• AUFGABE 1:
Prüfe, ob die Aussagen (a), (b) und (c) mit dem Forumsauszug zum Maximieren des Fensters übereinstimmen. (a) Ohne die überschriebene Methode öffnet sich das Fenster maximiert. (b) dzim bringt es über die PlatformUI in der postWindowOpen() zum Laufen. (c) dzim arbeitet unter Windows.
• AUFGABE 2:
Schreibe den Forumsauszug zum Maximieren des Fensters im Anschluss an seinen letzten Satz weiter.

• VORLIEGENDER TEXT:
========================================

Also bei mir funktionierts ???:L Und ich hab auch nochmal getestet, wenn ich diese Zeilen auskommentiere (also die Methode nicht überschreibe), dann ist mein Fenster auch nicht maximiert, sondern eben so groß, wie ich es als Standardgröße definiert hab.

Edit:
In der postStartup die Methode getActiveWorkbenchWindow? Das klappt?


----------



## dzim (9. Dez 2009)

Ich hab es auch gerade mal probiert und bei mir klappt es über die PlatformUI, wenn ich es in der postWindowOpen() im ApplicationWorkbenchWindowAdvisor ausführe.
Ein Grund es nicht zu nutzen, sondern den Status der Platform der letzten Sitzung zu speichern, ist für mich folgendes: Man kann (jedenfalls bei mir auf Linux) den Effekt des Maximierens sehen... das ist ein wenig - nun ja, sagen wir: unschön!

========================================

• BEREITGESTELLTE ANGABEN:
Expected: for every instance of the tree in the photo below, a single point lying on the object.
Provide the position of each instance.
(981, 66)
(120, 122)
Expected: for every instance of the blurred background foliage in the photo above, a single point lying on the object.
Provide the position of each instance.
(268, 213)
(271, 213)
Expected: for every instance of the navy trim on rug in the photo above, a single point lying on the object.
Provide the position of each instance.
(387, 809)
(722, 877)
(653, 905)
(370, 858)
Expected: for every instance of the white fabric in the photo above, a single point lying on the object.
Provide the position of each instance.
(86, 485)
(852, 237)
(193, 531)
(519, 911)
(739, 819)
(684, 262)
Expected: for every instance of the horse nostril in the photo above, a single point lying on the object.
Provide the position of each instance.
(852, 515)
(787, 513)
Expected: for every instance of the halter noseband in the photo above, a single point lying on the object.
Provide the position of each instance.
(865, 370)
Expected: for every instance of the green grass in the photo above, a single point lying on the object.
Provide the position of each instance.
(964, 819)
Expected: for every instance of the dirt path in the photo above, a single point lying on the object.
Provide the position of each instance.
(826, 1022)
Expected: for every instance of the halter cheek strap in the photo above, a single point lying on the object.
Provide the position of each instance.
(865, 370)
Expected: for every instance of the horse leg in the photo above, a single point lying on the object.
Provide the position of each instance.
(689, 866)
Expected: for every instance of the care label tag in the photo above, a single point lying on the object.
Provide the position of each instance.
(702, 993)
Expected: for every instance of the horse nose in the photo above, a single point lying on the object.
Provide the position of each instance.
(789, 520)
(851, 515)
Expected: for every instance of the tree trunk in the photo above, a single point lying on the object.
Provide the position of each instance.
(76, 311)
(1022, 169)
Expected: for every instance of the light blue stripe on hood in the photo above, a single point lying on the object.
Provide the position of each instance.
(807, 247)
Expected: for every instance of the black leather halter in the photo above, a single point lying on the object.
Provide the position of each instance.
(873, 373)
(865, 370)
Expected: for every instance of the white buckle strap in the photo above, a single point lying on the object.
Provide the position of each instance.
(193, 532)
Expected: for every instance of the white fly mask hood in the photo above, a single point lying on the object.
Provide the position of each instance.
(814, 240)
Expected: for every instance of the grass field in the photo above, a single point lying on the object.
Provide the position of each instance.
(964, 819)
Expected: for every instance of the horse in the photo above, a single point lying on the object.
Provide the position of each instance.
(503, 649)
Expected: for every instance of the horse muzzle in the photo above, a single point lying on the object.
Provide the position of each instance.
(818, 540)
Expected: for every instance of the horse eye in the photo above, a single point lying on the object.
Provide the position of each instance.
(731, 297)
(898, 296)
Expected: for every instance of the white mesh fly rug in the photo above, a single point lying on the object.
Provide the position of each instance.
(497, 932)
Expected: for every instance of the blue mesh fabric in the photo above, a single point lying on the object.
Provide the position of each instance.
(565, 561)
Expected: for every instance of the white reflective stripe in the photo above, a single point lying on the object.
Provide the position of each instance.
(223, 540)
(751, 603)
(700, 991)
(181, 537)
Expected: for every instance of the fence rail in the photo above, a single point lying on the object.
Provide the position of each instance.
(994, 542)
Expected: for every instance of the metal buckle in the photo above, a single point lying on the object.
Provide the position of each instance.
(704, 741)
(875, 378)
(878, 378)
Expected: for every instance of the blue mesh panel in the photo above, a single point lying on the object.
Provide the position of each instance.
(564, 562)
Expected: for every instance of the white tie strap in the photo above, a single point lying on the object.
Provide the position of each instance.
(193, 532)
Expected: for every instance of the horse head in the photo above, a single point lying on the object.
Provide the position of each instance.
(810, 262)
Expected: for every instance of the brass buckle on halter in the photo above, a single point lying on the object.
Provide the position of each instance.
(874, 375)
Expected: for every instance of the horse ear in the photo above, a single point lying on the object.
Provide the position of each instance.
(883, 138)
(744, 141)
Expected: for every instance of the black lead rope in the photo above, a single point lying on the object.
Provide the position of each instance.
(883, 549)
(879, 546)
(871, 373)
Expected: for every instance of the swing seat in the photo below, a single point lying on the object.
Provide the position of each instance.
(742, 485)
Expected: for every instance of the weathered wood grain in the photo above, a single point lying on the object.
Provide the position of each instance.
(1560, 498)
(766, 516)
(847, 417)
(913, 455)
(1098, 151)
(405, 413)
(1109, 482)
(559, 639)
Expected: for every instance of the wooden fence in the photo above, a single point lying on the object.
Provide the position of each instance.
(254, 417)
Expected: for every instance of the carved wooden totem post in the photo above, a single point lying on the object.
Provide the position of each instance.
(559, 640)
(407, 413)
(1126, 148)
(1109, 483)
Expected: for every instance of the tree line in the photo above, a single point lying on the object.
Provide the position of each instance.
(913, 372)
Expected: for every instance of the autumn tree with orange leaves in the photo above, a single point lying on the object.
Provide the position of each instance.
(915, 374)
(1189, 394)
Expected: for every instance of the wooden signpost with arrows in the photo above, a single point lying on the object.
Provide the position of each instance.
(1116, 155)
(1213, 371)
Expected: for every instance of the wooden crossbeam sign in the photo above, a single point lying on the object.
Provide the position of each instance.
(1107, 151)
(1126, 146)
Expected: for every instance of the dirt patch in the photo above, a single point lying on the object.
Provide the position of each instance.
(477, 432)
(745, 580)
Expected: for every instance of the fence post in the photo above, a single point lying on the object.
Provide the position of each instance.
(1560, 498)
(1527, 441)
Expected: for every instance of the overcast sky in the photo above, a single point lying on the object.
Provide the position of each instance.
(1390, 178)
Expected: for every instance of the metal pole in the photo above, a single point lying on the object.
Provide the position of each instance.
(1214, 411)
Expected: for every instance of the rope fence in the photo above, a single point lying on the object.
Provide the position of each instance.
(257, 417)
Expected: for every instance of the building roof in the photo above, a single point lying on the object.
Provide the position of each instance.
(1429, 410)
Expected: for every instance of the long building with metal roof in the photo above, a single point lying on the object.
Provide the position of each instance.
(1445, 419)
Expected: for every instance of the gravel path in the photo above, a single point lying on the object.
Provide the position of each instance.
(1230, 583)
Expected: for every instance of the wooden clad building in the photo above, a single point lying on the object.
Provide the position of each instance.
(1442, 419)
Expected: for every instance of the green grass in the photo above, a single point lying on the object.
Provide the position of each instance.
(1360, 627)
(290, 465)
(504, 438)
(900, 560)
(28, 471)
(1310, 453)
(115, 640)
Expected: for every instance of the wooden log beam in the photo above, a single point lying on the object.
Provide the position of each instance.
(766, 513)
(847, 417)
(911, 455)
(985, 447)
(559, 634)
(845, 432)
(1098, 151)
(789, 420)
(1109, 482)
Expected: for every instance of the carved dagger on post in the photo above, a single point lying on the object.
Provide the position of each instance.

========================================

• ANTWORT 1:
(a) Nein: „dann ist mein Fenster auch nicht maximiert, sondern eben so groß, wie ich es als Standardgröße definiert hab.“
(b) Ja: „bei mir klappt es über die PlatformUI, wenn ich es in der postWindowOpen() im ApplicationWorkbenchWindowAdvisor ausführe.“
(c) Nein: „jedenfalls bei mir auf Linux“

• ANTWORT 2:
Aber es klappt jedenfalls


----------



## Sonecc (9. Dez 2009)

Gonzo17 hat gesagt.:


> Edit:
> In der postStartup die Methode getActiveWorkbenchWindow? Das klappt?



Ja klappt, Problem ist nur, dass die Workbench dann schon steht, die Shell ist initialisiert und dabei nicht maximiert, man sieht das maximieren daher eventuell.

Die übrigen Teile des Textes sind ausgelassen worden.